* begin Excerpted text *

# Hey everyone, I'm new!



## haunt_master11 (Aug 26, 2005)

Hey everyone in Unpleasent Street Forums, I'm a newbie. My name is Phil and I'm from Toronto, Ontario Canada. I have been haunting since 2004, with a haunted house we called in 2004 "The Scream Shack". I have many ideas and stuff that I am excited about sharing with you all!
~Phil~ A.K.A :jol: Haunt_Master :jol:


----------



## ScareFX (Aug 18, 2004)

Hi Phil. Welcome. Glad to have you here. Post away. We love ideas.


----------



## Zombie-F (Apr 12, 2004)

Hey welcome aboard!

I noticed you type in a signature at the end of every post.



haunt_master11 said:


> ~Phil~ A.K.A :jol: Haunt_Master :jol:


You can actually save yourself some typing by clicking on the "User CP" link at the top of any page, and click "Edit Signature". Then you can enter that text into the box provided, submit it, and it will automatically appear after every post you make.


----------



## Vlad (Aug 2, 2005)

Hi Phil. Share away my friend, I'm always looking for new ideas and old tips. glad you found us.


----------



## colinsuds (Aug 20, 2005)

hey Phil more canadiens the better!(I'm from ottawa)


----------



## Zombie-F (Apr 12, 2004)

I had no idea Halloween was this popular in the great, frozen North!


----------



## trishaanne (Aug 20, 2005)

Welcome aboard. I'm also new here but I've been haunting for years now. Happy Haunting!


----------



## Vlad (Aug 2, 2005)

Yes Trish, but haunting your husband doesn't count, LOL.


----------



## claymud (Aug 21, 2005)

Welcome,
hope to see u postin soon.


----------



## Sinister (Apr 18, 2004)

Welcome to it.


----------



## Blackwidow (Jul 9, 2005)

Welcome to the forum Phil  I'd love to hear more about your haunt!


----------



## Black Cat (Aug 20, 2005)

Welcome Phil.


----------



## trishaanne (Aug 20, 2005)

Vlad, that was SOOOOO not nice, LOL. I don't haunt hubby....I haunt the ex!


----------



## SuFiKitten77 (Jul 19, 2005)

Welcome to the madhouse  Happy to see you here


----------

* end Excerpted text *
* begin Supplied material *

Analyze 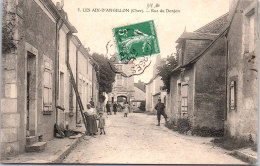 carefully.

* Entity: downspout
[223,36,229,130]
[65,31,73,114]
[76,44,81,124]
[55,18,63,124]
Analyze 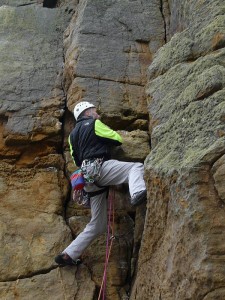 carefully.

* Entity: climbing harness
[98,190,115,300]
[81,158,103,183]
[70,169,85,191]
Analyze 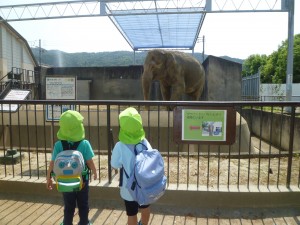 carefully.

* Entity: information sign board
[46,76,76,121]
[46,76,76,100]
[174,107,236,144]
[0,89,31,112]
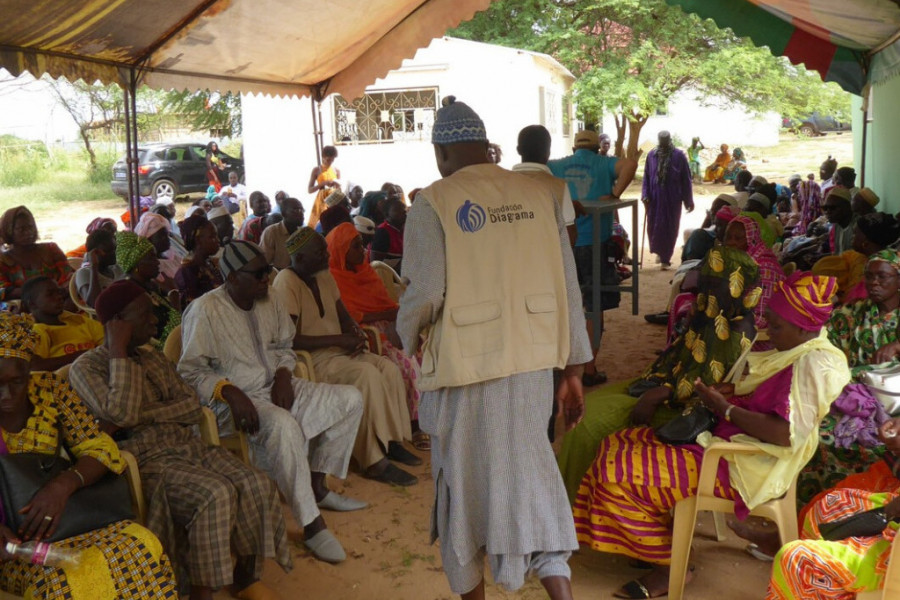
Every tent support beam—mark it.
[123,67,141,230]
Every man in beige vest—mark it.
[513,125,577,246]
[397,96,591,600]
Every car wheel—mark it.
[150,179,178,200]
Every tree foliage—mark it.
[450,0,850,157]
[163,90,241,137]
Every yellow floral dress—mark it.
[0,372,178,600]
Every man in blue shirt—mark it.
[547,131,638,385]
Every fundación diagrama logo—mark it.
[456,200,487,233]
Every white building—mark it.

* end Supplied material *

#### Exercise 1
Could you echo the forum thread word for word, from "## haunt_master11 (Aug" up to and including "(Aug 18, 2004)"?
#### Exercise 2
Could you scale the records from the line with "Every tree foliage—mark it." up to and including the last line of the records, giving only those lines again with the requests included and every bounding box coordinate multiplied by 0.35 and rounded to a whole number, halves rounding up?
The forum thread and the records have nothing to do with each other.

#### Exercise answer 1
## haunt_master11 (Aug 26, 2005)

Hey everyone in Unpleasent Street Forums, I'm a newbie. My name is Phil and I'm from Toronto, Ontario Canada. I have been haunting since 2004, with a haunted house we called in 2004 "The Scream Shack". I have many ideas and stuff that I am excited about sharing with you all!
~Phil~ A.K.A :jol: Haunt_Master :jol:


----------



## ScareFX (Aug 18, 2004)

#### Exercise answer 2
Every tree foliage—mark it.
[158,0,298,55]
[57,32,84,48]
Every yellow floral dress—mark it.
[0,130,62,210]
Every man in blue shirt—mark it.
[191,46,223,135]
Every fundación diagrama logo—mark it.
[160,70,170,82]
Every white building—mark it.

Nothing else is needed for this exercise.